WHAT IS EXPECTED |
Out of the entries that follow, copy each line containing "below".

DATA EXTRACT section start

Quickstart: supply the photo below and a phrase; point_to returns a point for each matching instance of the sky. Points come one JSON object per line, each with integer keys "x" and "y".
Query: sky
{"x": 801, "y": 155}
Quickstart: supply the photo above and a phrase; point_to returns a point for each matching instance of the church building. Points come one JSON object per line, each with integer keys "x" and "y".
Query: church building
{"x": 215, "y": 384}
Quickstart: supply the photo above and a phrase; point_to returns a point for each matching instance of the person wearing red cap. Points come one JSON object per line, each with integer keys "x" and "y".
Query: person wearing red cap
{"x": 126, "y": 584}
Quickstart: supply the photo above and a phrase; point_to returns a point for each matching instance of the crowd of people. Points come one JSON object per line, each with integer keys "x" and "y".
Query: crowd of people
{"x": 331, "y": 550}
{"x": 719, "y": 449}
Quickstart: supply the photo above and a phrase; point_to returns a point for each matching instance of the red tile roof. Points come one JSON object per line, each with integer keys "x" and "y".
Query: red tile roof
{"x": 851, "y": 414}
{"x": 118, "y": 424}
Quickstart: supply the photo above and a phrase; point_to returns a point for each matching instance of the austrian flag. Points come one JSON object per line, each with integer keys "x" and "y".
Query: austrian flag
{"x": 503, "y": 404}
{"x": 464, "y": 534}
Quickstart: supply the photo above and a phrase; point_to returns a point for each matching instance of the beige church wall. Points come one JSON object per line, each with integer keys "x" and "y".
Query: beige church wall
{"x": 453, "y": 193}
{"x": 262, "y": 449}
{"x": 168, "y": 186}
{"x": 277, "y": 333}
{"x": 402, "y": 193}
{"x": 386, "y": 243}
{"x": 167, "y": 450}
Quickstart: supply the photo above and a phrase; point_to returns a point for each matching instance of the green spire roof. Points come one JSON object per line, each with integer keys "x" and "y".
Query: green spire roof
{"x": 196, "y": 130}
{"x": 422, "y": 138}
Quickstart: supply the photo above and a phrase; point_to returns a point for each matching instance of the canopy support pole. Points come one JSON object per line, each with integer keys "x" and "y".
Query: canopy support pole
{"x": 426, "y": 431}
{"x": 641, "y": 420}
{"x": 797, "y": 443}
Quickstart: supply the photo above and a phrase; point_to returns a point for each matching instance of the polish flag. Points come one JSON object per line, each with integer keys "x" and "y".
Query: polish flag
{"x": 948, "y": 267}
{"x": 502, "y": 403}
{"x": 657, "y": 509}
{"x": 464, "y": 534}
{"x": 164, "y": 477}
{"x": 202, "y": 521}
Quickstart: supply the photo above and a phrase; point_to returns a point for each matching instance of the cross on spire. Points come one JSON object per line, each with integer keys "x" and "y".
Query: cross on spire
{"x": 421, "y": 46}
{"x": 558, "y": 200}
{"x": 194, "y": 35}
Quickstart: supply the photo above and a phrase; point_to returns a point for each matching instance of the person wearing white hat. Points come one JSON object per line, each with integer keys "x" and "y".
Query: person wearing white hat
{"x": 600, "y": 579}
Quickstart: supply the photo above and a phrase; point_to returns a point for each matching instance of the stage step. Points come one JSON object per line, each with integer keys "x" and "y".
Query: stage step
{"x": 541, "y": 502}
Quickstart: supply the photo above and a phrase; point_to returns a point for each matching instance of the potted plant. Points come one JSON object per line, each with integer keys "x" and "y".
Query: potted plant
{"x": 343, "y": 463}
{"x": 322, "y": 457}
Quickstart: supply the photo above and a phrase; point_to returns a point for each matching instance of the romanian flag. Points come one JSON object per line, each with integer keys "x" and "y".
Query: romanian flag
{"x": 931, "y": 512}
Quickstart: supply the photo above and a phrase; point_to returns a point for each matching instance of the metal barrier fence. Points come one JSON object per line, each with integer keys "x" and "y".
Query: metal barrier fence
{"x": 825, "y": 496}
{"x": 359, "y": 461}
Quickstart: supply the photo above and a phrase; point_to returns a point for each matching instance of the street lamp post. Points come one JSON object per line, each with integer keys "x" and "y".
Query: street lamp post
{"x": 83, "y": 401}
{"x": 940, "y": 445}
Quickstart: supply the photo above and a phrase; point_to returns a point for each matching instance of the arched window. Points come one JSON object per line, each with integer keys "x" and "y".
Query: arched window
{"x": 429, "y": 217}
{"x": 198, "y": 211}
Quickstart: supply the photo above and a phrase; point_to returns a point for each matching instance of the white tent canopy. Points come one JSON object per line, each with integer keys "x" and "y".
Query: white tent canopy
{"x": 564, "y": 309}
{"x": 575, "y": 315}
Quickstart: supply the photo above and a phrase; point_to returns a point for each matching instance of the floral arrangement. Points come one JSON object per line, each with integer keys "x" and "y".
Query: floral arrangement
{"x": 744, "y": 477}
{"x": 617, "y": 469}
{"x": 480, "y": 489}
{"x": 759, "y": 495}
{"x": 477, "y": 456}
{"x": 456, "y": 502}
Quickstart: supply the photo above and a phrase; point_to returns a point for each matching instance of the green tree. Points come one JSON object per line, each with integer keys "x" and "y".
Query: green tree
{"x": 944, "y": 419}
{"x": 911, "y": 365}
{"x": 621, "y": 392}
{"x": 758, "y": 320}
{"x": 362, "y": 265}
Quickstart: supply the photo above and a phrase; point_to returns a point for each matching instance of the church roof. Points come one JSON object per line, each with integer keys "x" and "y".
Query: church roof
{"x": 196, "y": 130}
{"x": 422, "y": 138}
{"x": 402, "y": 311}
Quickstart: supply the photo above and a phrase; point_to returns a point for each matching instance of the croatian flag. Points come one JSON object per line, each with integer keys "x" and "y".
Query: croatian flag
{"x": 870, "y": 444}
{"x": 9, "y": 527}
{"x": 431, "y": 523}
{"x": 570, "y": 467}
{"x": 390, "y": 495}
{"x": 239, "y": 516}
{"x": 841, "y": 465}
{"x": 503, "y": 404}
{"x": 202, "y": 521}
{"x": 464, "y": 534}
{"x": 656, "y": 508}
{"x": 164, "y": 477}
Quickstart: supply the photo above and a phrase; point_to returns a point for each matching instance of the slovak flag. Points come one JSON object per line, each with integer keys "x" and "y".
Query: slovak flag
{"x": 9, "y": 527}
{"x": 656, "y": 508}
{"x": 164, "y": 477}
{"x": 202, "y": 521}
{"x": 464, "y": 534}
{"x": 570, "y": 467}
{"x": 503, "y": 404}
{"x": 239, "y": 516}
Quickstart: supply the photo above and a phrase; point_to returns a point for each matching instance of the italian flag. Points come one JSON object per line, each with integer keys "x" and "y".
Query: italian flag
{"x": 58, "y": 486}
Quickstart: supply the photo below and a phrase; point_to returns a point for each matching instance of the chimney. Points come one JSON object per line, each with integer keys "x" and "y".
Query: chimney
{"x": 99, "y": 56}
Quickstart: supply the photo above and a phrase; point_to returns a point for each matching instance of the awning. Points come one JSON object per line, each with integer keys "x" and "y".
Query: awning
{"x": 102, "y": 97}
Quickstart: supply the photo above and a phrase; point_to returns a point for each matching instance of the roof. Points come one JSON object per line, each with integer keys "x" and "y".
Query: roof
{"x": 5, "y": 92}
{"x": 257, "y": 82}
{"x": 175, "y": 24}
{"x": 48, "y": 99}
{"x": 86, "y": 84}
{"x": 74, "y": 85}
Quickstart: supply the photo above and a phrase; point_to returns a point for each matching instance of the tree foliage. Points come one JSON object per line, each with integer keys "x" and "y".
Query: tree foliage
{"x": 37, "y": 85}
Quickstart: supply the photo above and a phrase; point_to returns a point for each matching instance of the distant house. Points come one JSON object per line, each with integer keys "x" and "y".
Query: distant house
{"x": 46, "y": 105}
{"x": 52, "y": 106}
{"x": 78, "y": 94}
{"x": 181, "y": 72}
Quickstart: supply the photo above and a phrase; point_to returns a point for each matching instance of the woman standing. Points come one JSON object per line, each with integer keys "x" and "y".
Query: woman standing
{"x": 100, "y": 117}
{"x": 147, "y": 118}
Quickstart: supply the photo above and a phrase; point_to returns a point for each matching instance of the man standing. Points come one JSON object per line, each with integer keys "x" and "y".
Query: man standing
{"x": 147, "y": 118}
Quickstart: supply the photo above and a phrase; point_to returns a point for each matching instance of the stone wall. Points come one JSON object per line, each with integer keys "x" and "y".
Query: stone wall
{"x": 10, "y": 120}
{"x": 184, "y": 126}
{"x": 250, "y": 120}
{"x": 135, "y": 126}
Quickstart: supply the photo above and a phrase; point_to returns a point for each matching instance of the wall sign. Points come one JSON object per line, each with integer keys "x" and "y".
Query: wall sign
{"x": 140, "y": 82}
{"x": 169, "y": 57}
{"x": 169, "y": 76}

DATA EXTRACT section end

ANSWER SECTION |
Quickstart: supply the photo below and a phrase; point_to returns a point for each matching instance of the sky. Points come one JSON object per line, each with integer keys "x" and "y".
Quickstart: supply the photo below and a phrase; point_to returns a point for each matching instance of the chimney. Points come one JSON object per line, each with integer keys "x" and "y".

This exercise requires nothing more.